Votre consigne: Réécrivez le récit du naufrage depuis « Les habitants de » jusqu'à « vie était éteint. » inclus, en remplaçant « barques » par « bateaux ».

Texte retenu:
▼
Les habitants de Ray, montés sur les barques des pêcheurs, rivalisaient de zèle et sondaient la rivière. Trois cadavres étaient déjà retirés. Je trouvai mon collègue Austry, qui s’efforçait de ramener à la vie le premier sorti de l’eau ; je m’attachai au troisième, mais avec quel dépit nous sentîmes que nos secours seraient stériles : la vie et la chaleur avaient abandonné ces pauvres naufragés. Le premier sauvé n’avait ^pas passé moins de vingt-cinq à trente minutes dans cette eau de glace ; les saignées de la jugulaire seules donnaient un peu de sang, mais les frictions les plus énergiques ne purent ramener une apparence de chaleur dans ces corps où le foyer de la vie était éteint.

A midi on avait retiré seize victimes, quinze hommes, pour la plupart forts et très robustes ; beaucoup avaient des ceintures pleines d’argent. La seizième victime était une jeune fille de seize à dix-huit ans, dont le sort mérite une mention particulière. Il n’y avait que deux femmes dans le convoi, cette jeune fille et une femme accompagnée de son mari. La jeune fille, au départ, était en avant du bac, rieuse et joyeuse ; au moment où le bac s’engloutit, la pauvre fille s’accroche à un jeune homme son voisin, et l’étreint dans ses bras ; mais le danger rend égoïste et celui-ci se défait de la jeune fille pour s’échapper seul. Ses vêtements la soutiennent un instant ; alors elle est aperçue par le mari, qui, la prenant pour sa femme, la saisit et l’entraine vers le rivage. En chemin le mari voit une autre femme qui surnage tenant un chien qui la mène au bord ; il reconnait dans la femme que le chien sauve, sa propre femme, lâche la jeune fille, et va au secours de sa moitié, qu’il a le bonheur de ramener saine et sauve à terre. La jeune fille, deux fois sur le point de se sauver, deux fois abandonnée, a été retrouvée tenant un fouet à la main, peut-être le fouet d’un troisième sauveteur qui, lui encore, aura lâché le fouet ou se sera noyé avec elle.
▲
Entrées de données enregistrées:
▼
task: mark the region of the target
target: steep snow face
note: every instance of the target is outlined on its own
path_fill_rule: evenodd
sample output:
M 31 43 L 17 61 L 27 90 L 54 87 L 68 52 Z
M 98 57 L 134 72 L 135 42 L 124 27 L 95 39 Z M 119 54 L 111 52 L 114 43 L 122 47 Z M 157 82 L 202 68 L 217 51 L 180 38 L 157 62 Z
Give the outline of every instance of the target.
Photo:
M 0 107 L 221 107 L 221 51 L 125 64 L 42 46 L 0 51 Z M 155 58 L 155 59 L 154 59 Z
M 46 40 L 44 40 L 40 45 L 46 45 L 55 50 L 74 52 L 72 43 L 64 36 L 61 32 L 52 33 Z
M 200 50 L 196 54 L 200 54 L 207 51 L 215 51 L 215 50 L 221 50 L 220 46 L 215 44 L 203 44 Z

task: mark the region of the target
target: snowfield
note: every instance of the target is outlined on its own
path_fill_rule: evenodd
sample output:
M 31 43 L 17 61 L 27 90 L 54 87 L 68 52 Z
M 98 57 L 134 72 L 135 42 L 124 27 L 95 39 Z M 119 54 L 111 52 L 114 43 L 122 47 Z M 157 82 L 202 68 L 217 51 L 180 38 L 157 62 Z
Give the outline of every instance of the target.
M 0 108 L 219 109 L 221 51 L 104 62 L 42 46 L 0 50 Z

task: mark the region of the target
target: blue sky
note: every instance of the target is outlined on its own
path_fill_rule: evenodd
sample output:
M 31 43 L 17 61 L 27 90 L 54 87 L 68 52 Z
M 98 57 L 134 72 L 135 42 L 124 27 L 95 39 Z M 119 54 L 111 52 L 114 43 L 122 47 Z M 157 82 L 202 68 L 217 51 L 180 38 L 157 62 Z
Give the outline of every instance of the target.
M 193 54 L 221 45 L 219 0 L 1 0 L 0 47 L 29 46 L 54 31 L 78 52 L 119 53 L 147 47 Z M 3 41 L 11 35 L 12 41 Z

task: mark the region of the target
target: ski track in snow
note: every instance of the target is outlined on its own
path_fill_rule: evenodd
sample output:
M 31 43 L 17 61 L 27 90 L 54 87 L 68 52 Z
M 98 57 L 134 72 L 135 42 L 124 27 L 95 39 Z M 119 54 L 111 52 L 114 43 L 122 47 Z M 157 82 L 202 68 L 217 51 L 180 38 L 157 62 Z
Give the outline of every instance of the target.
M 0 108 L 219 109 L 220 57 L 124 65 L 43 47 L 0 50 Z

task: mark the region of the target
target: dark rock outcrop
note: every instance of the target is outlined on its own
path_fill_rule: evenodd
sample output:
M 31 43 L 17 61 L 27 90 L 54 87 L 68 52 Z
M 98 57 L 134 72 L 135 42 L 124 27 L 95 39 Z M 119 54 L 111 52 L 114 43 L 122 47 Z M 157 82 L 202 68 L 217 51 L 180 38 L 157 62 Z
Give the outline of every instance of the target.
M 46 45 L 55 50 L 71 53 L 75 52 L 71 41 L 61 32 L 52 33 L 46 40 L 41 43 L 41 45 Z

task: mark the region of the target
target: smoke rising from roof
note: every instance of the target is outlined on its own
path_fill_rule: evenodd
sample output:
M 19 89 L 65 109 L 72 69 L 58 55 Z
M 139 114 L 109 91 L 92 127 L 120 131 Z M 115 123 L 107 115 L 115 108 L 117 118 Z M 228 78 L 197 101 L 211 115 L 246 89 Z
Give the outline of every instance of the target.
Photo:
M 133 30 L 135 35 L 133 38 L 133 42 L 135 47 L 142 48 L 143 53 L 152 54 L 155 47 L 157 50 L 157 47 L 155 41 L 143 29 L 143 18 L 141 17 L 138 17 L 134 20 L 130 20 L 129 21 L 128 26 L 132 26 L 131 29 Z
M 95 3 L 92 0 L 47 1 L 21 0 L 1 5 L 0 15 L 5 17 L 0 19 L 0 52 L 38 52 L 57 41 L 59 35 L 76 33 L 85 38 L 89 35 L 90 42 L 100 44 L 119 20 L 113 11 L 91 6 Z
▲
Réponse:
Les habitants de Ray, montés sur les bateaux des pêcheurs, rivalisaient de zèle et sondaient la rivière. Trois cadavres étaient déjà retirés. Je trouvai mon collègue Austry, qui s’efforçait de ramener à la vie le premier sorti de l’eau ; je m’attachai au troisième, mais avec quel dépit nous sentîmes que nos secours seraient stériles : la vie et la chaleur avaient abandonné ces pauvres naufragés. Le premier sauvé n’avait ^pas passé moins de vingt-cinq à trente minutes dans cette eau de glace ; les saignées de la jugulaire seules donnaient un peu de sang, mais les frictions les plus énergiques ne purent ramener une apparence de chaleur dans ces corps où le foyer de la vie était éteint.